— begin Document text —

Could newer technology better enable BluePi (EvanL's P25 version of BluEye)? Based on the complexity of P25, I don't see how it can be done for anywhere near $100, which was his original goal. But it still may be worth the effort. I've listed some updated hardware, based on EvanL items (above).

Radio Modules:
The RTL-SDR hasn't really changed since 2016, but one alternative is LimeSDR.

LimeSDR Mini uses the Lime LMS7002M chipset, "... which is a “field-programmable RF IC”: [it's essentially] an RF FPGA analogue."

It costs $187, has a continuous operation spectrum of 100 kHz to 3.8 GHz, has a FPGA, full duplex RX and TX, and can operate up to 120 MHz RF bandwidth.

Available from
1. https://www.mouser.com/ProductDetail/Crowd-Supply/cs-lime-05?qs=qSfuJ%2Bfl/d4XI8aDL9807Q==
2. https://www.crowdsupply.com/lime-micro/limesdr-mini

Frequency Database:
The frequencies to be scanned include systems: P25 Phases 1 and 2, DMR, and NXTL.

Single-Board Computer:
The product he mentioned, ODROID XU4, an 8-core CPU @2GHz with 2GB RAM, now costs $58.

— end Document text —

**Tasks**.
[1] Write out the part of the BluePi hardware post from "Could newer technology" to "alternative is LimeSDR." word for word.
[2] According to the BluePi hardware post, what does the ODROID XU4 cost now?
[3] For each statement, say whether it agrees with the BluePi hardware post, and quote the words that decide it.
(a) The LimeSDR Mini costs $187.
(b) The RTL-SDR has changed a great deal since 2016.
(c) The ODROID XU4 has 4GB of RAM.

— begin Given material —

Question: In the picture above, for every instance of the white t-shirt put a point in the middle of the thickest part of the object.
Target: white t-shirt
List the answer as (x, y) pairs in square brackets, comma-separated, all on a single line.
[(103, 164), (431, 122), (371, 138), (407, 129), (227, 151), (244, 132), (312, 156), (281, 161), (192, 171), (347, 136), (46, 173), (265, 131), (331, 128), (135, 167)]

— end Given material —

**Responses by task**.
[1]
Could newer technology better enable BluePi (EvanL's P25 version of BluEye)? Based on the complexity of P25, I don't see how it can be done for anywhere near $100, which was his original goal. But it still may be worth the effort. I've listed some updated hardware, based on EvanL items (above).

Radio Modules:
The RTL-SDR hasn't really changed since 2016, but one alternative is LimeSDR.

[2] $58

[3]
(a) Yes: "It costs $187"
(b) No: "The RTL-SDR hasn't really changed since 2016"
(c) No: "an 8-core CPU @2GHz with 2GB RAM"